SHORT TASK
Copy each of the entries below word for word, leaving out the picture.
##### MATERIAL PROVIDED
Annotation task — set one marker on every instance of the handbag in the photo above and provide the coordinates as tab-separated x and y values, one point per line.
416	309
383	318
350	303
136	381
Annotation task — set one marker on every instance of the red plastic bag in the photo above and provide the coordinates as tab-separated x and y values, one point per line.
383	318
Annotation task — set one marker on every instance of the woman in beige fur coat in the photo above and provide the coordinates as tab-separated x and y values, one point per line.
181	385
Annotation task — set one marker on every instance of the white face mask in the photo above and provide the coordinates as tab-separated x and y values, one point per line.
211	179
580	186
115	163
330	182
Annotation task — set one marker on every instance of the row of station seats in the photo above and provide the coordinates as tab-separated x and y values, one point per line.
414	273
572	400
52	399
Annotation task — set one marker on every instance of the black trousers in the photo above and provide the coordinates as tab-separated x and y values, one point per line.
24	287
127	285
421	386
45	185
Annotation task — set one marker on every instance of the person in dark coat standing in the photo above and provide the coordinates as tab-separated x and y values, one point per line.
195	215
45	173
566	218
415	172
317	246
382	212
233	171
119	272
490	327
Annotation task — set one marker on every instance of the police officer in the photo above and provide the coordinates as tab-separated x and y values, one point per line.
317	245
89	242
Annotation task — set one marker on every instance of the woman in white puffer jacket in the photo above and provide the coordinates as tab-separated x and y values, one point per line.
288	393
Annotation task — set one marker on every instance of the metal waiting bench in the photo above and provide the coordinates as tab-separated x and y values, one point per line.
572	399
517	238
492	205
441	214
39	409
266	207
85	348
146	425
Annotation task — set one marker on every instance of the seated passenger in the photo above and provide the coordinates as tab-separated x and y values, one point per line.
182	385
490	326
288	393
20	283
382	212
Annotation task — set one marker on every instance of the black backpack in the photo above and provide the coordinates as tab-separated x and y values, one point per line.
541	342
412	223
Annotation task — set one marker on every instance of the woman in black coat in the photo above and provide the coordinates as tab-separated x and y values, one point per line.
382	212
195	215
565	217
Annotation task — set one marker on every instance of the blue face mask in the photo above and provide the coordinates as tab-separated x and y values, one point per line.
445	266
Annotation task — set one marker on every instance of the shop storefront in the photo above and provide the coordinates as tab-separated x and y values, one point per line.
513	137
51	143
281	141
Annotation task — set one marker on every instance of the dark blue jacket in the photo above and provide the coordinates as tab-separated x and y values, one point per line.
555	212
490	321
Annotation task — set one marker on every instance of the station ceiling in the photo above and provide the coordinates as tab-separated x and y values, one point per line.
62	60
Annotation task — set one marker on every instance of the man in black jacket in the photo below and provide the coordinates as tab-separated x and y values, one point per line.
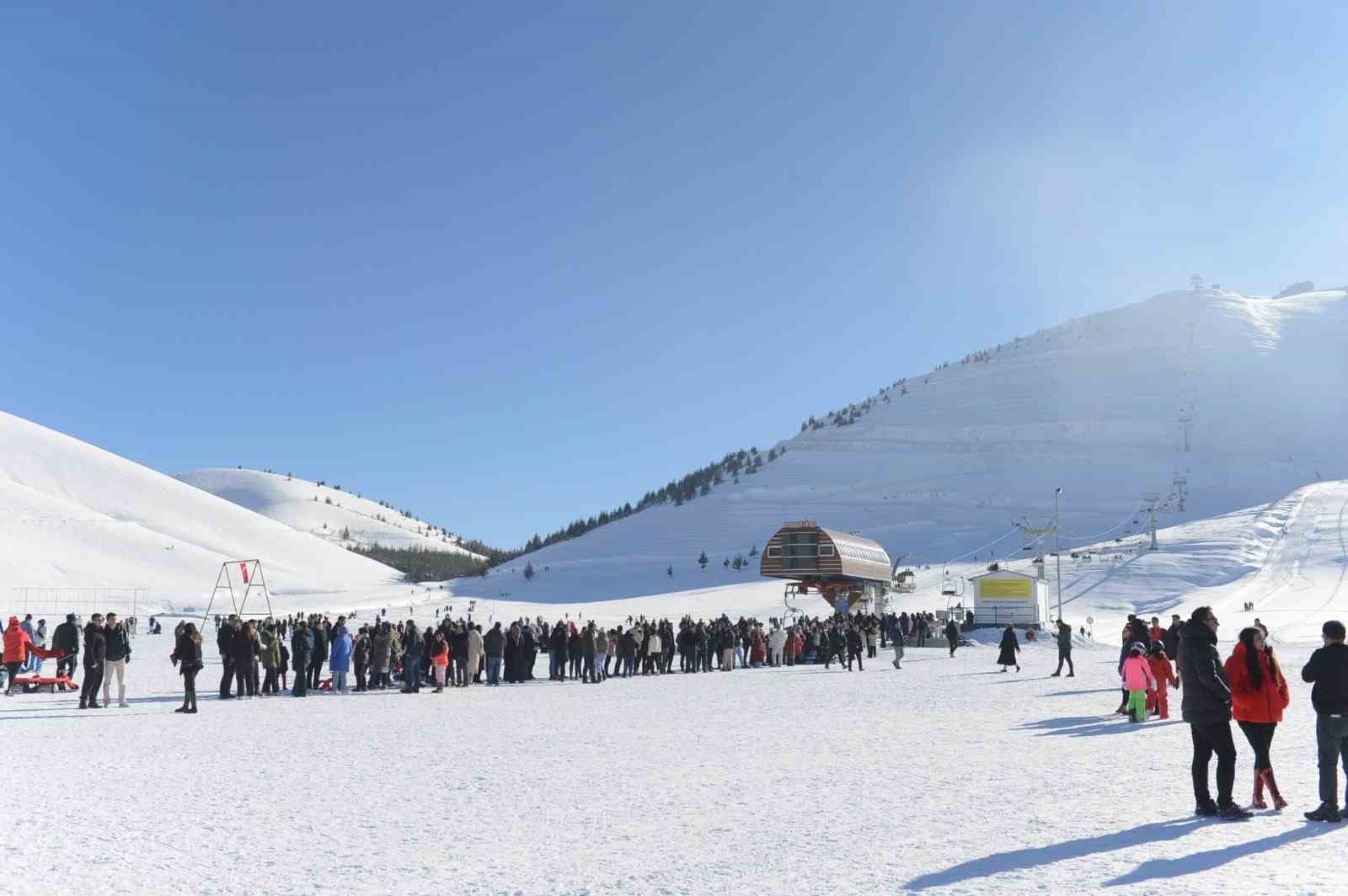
##########
THE SOLUTION
Annotation task — set one marker on every instance of the handbag in the photo above and provide the coordinates as tab-separated x and y values, one point per line.
416	309
383	318
350	303
136	381
Annotation task — set one marker on every instance of the red plastic bag in the photo above and provide the coordinates as tab-separated x and y values, one point per line.
383	318
Annotation task — set one marker on every instance of the woman in beige fur coat in the photo above and provide the coordinates as tab-separated x and y values, one point per line.
181	385
Annotation task — set one marker on every instance of the white face mask in the photo above and provide the coordinates as tab-separated x and y values, one point per line.
211	179
580	186
115	163
330	182
Annotation task — set one marker on every instance of the row of station seats in the photo above and provide the coordinates as tab-separated x and y values, one point per line.
414	273
572	400
52	399
Annotation task — set one marker on every instance of the black trousers in the photo above and provide the coordinates as tab-separated x and y values, one point per line.
24	287
127	285
421	386
45	185
Annotation task — set one marker on every instance of the person in dark coat standing in the photo above and provide the coordinates as tab-separated x and y values, one point per line.
195	215
45	173
566	218
415	172
317	246
382	212
233	171
119	272
490	327
Annotation task — set one marker on every instance of the police officer in the photo above and provide the coordinates as tab-separated x and y values, one point per line.
317	245
89	242
Annotation task — set one marker on every instance of the woman in white puffer jacket in the photo above and provide the coordinates as tab-separated x and y values, one point per line.
288	393
Annotation task — set one marker on every instance of the metal waiting bench in the photo above and provide the coordinates as tab-separated x and y values, one point per line.
572	399
517	238
492	205
441	214
39	409
266	207
85	348
146	425
Annotation task — set one marker on every instance of the seated passenger in the photo above and provide the coordinates as tab-separated x and y values, one point per line.
182	385
490	326
288	393
20	283
382	212
Annotation task — set one marker on every instance of the black backpack in the photo above and provide the coordinates as tab-separated x and y values, one point per line.
541	342
412	223
Annotation task — set one marker on every instance of the woman in black coat in the photo above and provide the coordinates as tab-separated x and y values, one point per line.
382	212
195	215
565	217
Annotation task — set one marker on every instance of the blue face mask in the photo above and provide the coordinates as tab-separated x and y values, one point per line.
445	266
Annotation task — set one marker on every instance of the shop storefront in the photo above and provide the coordinates as tab-separated x and y values, one point per line.
513	137
51	143
281	141
Annotation task — set one marker on every instance of the dark blue jacket in the photo above and provide the coordinates as tab-separated x and y values, one point per line.
555	212
490	321
Annotation task — set one marker on every instance of the station ceiling in the photo above and provide the coordinates as tab-separated x and y values, one point per line.
62	60
Annotation task — set one marker on every instance of the man in black jacket in the photo below and provide the coordinates as tab-separated x and y values, one point per line.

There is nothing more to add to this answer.